**Work to be completed:** Could you print every record below exactly as it appears?

++++

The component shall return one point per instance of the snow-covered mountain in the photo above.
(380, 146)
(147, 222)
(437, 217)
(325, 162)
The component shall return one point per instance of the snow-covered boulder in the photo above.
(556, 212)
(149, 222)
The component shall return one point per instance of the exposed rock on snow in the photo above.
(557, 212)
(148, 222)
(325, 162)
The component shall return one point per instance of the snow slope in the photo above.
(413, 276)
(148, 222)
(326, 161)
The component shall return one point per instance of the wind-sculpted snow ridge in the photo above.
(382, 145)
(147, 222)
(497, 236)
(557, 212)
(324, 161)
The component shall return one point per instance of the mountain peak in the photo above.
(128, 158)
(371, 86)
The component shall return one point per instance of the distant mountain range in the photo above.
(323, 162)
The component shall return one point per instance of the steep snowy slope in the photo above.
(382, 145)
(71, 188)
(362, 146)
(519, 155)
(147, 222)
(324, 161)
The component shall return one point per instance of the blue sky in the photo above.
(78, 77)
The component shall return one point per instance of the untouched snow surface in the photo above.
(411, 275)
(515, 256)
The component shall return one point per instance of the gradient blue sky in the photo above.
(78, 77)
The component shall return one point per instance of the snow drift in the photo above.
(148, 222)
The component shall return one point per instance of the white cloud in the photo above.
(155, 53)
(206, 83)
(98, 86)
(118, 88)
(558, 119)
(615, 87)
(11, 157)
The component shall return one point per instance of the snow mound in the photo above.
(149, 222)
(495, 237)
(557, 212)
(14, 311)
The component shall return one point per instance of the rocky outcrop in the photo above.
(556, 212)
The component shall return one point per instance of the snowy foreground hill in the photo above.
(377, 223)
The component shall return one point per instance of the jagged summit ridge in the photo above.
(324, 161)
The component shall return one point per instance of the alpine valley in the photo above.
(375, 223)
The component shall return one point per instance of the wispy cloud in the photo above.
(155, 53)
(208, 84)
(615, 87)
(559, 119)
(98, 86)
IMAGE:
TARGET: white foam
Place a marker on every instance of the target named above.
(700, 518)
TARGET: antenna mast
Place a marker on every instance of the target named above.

++++

**In response:**
The component shall return one point per instance of the snow-covered mountain in the photo above.
(380, 146)
(147, 222)
(437, 217)
(325, 162)
The component shall return one point per instance of the snow-covered boulder in the photo above.
(556, 212)
(149, 222)
The component shall return one point per instance of the exposed rock on snow in the photo above.
(557, 212)
(148, 222)
(325, 162)
The component shall return one point per instance of the snow slope in the photo above.
(413, 276)
(148, 222)
(326, 161)
The component shall return one point per instance of the wind-sculpted snow ridge in the photo above.
(382, 145)
(147, 222)
(497, 236)
(557, 212)
(324, 161)
The component shall return one point per instance of the mountain peak in the photo above.
(128, 158)
(371, 86)
The component shall return one point per instance of the distant mountain range in the photo above.
(323, 162)
The component shall return one point per instance of the steep snowy slope in the photo above.
(382, 145)
(71, 188)
(362, 146)
(519, 155)
(147, 222)
(324, 161)
The component shall return one point per instance of the blue sky in the photo above.
(78, 77)
The component shall return one point per instance of the untouched snow surface in the photo above.
(411, 275)
(515, 256)
The component shall return one point per instance of the gradient blue sky in the photo above.
(78, 77)
The component shall return one point per instance of the snow drift in the photo above.
(148, 222)
The component shall return one point per instance of the white cloud in the photo above.
(155, 53)
(206, 83)
(98, 86)
(118, 88)
(558, 119)
(615, 87)
(11, 157)
The component shall return one point per instance of the snow mound in the photo above.
(149, 222)
(495, 237)
(557, 212)
(14, 311)
The component shall return one point per instance of the rocky outcrop in the photo above.
(556, 212)
The component shall return one point per instance of the snowy foreground hill in the photo above.
(377, 223)
The component shall return one point per instance of the jagged summit ridge in the photo above.
(324, 161)
The component shall return one point per instance of the alpine valley in the photo above.
(375, 223)
The component shall return one point per instance of the wispy cloud in the photo above.
(155, 53)
(208, 84)
(615, 87)
(559, 119)
(98, 86)
IMAGE:
TARGET: white foam
Place a marker on every instance of the target named above.
(700, 518)
TARGET: antenna mast
Place a marker on every instance of the target named above.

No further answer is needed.